Posted by Big Boo on February 15th, 2010

shoulder padsFor pretty much the entirety of the eighties it was fashionable for women (and men to a certain extent) to wear clothes with shoulder pads in. Initially this trend was mainly confined to suit jackets, but before long it was not unusual to find shoulder pads added to blouses, jumpers and overcoats too.

The fad was so popular that even if you bought an item of clothing that didn’t have shoulder pads (say a T-Shirt, although even this humble item of clothing could find itself with added shoulderiness) you could always slip a pair of detachable shoulder pads in to give you that American Footballer look. These pads could be attached with velcro to the bra straps or straight into the item itself.

Some garments even came with a choice of interchangeable shoulder pads so you could have merely accentuated shoulders or go for the whole Star Trek Romulan look if that was what took your fancy.

> Dataset rows
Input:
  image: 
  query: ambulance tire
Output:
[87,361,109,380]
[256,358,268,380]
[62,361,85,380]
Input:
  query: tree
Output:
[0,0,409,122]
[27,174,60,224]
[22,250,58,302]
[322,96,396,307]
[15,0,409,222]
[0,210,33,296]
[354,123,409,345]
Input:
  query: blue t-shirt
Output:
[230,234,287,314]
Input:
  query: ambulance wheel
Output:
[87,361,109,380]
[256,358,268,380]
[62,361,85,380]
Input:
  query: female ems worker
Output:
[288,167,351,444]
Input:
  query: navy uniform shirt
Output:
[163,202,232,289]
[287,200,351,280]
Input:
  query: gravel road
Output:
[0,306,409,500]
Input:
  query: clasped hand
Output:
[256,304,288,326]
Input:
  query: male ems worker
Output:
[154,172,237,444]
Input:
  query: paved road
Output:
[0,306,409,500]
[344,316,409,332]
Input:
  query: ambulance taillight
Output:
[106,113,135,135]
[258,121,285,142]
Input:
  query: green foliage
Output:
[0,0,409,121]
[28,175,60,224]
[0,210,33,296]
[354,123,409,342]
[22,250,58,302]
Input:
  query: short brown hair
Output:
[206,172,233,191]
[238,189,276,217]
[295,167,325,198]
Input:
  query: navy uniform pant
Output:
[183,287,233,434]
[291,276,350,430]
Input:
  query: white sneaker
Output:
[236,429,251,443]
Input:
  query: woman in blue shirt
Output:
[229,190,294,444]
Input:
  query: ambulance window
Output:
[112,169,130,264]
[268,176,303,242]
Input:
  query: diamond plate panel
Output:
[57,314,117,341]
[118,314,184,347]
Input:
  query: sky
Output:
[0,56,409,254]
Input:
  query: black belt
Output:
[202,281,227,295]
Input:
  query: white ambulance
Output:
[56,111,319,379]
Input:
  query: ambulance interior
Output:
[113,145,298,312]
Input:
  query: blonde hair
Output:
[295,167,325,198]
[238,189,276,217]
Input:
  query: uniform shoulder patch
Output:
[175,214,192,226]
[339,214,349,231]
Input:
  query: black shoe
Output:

> Problem requirements
Carry on the piece about eighties shoulder pads from its last sentence. The listing is not used for anything here.

> Exercise answer
The reason behind this fashion trend was primarily due to the rising number of women working in office settings. The eighties were a decade where women found themselves with more choice in how they wanted to live their lives than they perhaps had previously, even in the seventies. In a bid to be treated in the same way as men, the rise of the so-called Power Dressing phenomenon came about, with smart business suits the order of the day. Shoulder pads soon became a staple part of any high flying female’s wardrobe.